RECORDS TO USE:
§

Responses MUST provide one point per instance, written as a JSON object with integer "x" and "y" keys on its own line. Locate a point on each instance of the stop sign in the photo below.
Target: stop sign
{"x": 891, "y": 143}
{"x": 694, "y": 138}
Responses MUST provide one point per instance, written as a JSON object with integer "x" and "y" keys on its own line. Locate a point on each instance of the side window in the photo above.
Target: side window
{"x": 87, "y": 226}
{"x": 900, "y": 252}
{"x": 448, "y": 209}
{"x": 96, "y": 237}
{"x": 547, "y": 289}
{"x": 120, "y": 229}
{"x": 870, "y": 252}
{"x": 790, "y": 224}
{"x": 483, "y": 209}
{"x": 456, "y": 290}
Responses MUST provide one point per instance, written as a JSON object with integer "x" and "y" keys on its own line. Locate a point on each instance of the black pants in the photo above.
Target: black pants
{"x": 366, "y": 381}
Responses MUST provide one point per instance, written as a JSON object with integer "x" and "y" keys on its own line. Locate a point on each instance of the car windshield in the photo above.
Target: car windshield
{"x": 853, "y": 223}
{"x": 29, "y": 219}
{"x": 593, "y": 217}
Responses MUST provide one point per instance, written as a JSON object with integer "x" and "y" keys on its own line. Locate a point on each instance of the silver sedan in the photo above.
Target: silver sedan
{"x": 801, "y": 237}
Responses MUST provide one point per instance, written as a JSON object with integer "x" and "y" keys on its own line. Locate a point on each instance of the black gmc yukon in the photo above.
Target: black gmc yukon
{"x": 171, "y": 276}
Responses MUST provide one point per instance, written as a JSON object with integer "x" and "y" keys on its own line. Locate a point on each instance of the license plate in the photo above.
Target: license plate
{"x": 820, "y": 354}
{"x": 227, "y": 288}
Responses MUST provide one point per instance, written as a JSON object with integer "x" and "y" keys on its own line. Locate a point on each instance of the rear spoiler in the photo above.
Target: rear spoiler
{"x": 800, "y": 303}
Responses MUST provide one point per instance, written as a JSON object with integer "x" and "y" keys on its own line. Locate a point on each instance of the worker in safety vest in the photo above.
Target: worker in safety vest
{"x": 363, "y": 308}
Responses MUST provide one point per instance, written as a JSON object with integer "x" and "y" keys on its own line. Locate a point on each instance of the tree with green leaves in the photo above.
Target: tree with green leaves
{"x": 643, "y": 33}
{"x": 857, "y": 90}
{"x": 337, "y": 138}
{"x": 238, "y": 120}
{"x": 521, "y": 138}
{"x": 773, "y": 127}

§

REQUIRED TASK: Update the entries from the line containing "plate in the photo above." through the end of the entries by replacing "rear spoiler" with "trunk spoiler" and leaving everything else unchanged. Return only those lines.

EXERCISE ANSWER:
Responses MUST provide one point per instance, written as a JSON object with integer "x" and "y" keys on its own line. Locate a point on each instance of the license plate in the photo above.
Target: license plate
{"x": 820, "y": 354}
{"x": 227, "y": 288}
Responses MUST provide one point per instance, written as a JSON object with integer "x" and "y" keys on its own line. Locate a point on each instance of the trunk spoiler in the photo above.
Target: trunk spoiler
{"x": 800, "y": 303}
Responses MUST provide one point per instance, written as a JSON object with integer "x" and "y" keys on its own line. Locate a point on each instance of the worker in safety vest in the photo above.
Target: worker in safety vest
{"x": 363, "y": 308}
Responses MUST provide one point per instance, written as a JSON object with integer "x" and "y" keys on its own line. Locate a point on each instance of the tree with green leaves in the photo above.
Target: tree with green leaves
{"x": 643, "y": 33}
{"x": 857, "y": 90}
{"x": 337, "y": 138}
{"x": 238, "y": 120}
{"x": 521, "y": 138}
{"x": 773, "y": 127}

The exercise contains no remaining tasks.